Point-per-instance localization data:

•••

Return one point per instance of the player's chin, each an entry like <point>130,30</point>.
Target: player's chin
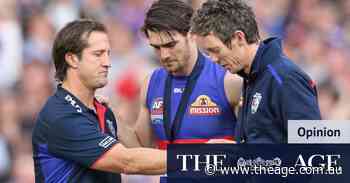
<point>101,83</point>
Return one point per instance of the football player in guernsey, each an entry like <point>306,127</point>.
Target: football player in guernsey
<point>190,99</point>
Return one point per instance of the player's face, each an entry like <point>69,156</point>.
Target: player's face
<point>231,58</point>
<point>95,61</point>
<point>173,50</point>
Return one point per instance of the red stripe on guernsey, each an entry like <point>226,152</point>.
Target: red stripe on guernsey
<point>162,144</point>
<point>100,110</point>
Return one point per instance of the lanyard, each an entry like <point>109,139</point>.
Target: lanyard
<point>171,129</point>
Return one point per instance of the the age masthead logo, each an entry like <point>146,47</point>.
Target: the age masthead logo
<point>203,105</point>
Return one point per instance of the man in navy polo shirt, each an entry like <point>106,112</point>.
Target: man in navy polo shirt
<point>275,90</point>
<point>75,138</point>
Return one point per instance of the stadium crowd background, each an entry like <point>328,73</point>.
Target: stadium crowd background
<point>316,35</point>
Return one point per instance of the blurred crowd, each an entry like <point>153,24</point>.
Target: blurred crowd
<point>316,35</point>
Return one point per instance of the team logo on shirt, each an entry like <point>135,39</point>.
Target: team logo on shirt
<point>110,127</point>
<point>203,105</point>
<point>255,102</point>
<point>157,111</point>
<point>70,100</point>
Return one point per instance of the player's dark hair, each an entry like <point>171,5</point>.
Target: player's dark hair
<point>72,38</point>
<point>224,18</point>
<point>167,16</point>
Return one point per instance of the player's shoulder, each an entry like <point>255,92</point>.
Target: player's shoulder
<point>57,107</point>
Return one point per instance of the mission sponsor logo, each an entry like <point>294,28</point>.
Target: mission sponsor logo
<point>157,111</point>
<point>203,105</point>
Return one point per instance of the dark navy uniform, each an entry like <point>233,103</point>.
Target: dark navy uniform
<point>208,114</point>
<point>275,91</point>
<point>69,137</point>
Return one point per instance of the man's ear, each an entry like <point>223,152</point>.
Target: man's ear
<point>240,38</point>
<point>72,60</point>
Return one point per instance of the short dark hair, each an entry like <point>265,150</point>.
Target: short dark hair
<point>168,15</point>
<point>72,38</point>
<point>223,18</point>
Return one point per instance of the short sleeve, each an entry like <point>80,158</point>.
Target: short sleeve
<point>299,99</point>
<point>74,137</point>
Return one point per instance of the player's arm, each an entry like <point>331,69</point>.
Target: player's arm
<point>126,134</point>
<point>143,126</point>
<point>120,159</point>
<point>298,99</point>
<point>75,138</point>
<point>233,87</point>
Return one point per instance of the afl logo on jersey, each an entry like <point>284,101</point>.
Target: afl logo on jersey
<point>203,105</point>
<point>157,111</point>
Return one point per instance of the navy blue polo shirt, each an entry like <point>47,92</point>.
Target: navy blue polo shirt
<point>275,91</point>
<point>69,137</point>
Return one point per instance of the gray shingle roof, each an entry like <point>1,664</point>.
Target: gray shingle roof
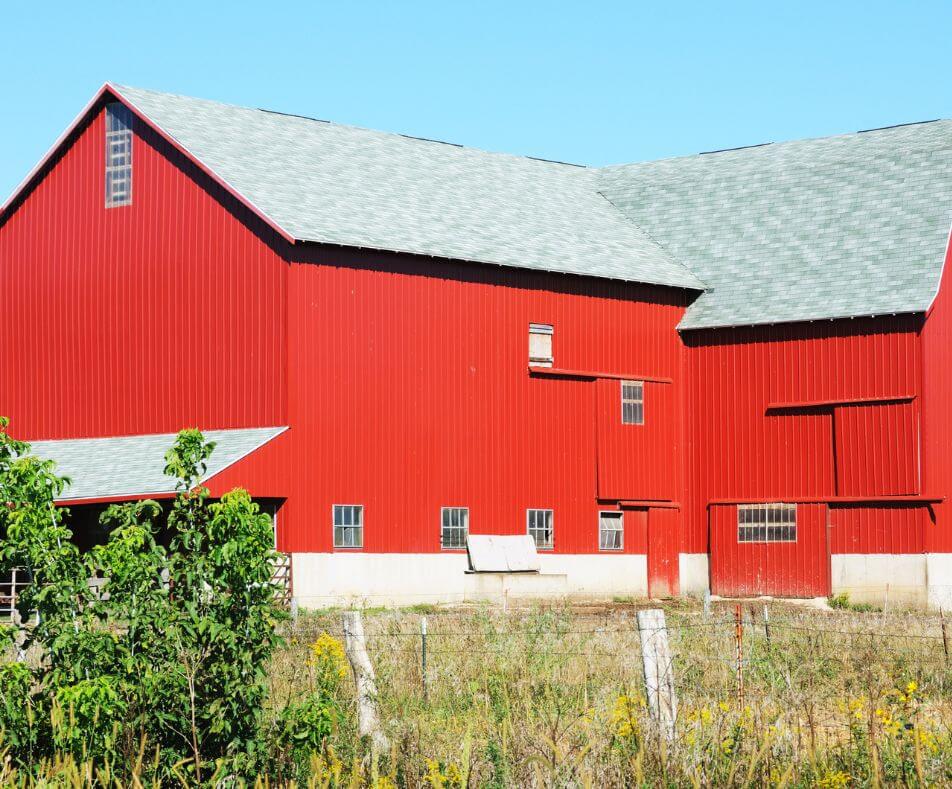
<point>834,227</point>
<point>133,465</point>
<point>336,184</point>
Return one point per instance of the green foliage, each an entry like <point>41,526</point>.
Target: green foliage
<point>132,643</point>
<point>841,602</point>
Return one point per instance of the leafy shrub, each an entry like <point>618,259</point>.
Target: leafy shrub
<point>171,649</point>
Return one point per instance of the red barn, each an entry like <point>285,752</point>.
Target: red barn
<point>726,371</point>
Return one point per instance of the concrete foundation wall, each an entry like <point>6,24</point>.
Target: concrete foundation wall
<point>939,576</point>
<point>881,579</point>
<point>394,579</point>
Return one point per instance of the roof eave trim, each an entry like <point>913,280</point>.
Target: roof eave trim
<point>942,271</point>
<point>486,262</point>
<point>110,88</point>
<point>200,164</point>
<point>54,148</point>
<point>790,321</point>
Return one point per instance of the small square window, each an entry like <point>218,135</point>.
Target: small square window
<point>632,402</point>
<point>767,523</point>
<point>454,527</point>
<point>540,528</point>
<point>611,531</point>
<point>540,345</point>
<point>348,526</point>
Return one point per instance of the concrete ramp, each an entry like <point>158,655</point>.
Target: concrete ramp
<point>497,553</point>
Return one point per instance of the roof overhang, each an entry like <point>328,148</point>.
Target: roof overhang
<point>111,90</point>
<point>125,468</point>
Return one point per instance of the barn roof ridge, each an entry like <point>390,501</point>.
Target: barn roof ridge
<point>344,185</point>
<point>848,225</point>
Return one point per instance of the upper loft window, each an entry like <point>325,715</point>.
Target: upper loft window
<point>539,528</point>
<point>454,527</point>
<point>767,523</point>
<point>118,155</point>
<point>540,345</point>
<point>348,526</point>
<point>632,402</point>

•••

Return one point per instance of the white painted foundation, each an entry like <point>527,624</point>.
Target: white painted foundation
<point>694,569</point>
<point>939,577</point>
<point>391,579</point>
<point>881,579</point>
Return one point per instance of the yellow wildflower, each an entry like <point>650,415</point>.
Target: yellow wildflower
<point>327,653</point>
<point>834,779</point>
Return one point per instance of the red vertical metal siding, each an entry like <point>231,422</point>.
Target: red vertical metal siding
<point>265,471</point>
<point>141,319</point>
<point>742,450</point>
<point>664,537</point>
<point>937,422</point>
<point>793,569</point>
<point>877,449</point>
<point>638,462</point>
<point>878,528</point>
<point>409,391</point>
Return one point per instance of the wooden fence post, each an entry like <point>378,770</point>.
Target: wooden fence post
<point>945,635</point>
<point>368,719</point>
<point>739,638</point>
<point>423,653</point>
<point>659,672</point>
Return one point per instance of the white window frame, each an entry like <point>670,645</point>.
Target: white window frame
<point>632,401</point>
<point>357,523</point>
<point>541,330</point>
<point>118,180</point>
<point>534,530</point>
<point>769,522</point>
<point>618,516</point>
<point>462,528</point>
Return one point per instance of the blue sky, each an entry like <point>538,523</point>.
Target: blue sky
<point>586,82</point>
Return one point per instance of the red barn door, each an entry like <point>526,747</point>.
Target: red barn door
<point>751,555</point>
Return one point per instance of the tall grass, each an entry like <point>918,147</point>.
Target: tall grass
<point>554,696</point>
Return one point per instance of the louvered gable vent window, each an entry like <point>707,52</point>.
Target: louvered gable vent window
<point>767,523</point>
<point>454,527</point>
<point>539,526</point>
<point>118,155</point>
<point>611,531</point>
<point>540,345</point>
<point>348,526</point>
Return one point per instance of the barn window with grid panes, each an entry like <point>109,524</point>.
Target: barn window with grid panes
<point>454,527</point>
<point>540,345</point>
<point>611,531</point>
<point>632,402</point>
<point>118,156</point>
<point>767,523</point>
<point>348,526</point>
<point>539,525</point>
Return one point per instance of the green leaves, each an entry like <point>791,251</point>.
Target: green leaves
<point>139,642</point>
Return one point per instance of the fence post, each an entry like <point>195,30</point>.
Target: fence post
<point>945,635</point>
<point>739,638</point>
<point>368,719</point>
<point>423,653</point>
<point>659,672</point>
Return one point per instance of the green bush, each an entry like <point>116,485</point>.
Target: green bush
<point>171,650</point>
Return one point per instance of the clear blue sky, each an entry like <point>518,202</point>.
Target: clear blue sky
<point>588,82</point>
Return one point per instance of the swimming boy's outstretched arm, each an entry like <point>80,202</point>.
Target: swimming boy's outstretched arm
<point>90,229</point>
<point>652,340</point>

•••

(Work task)
Your answer must be the lines above from the one containing "Target: roof overhang" to the one containing "Return one point per instance of the upper", both included, restated word for word.

(Answer space)
Target: roof overhang
<point>111,90</point>
<point>125,468</point>
Return one point per instance of the barn roof ridge, each an entry like <point>390,501</point>.
Target: barn roof ridge
<point>344,185</point>
<point>848,225</point>
Return one point per instance of the upper loft window, each an entry like <point>325,715</point>.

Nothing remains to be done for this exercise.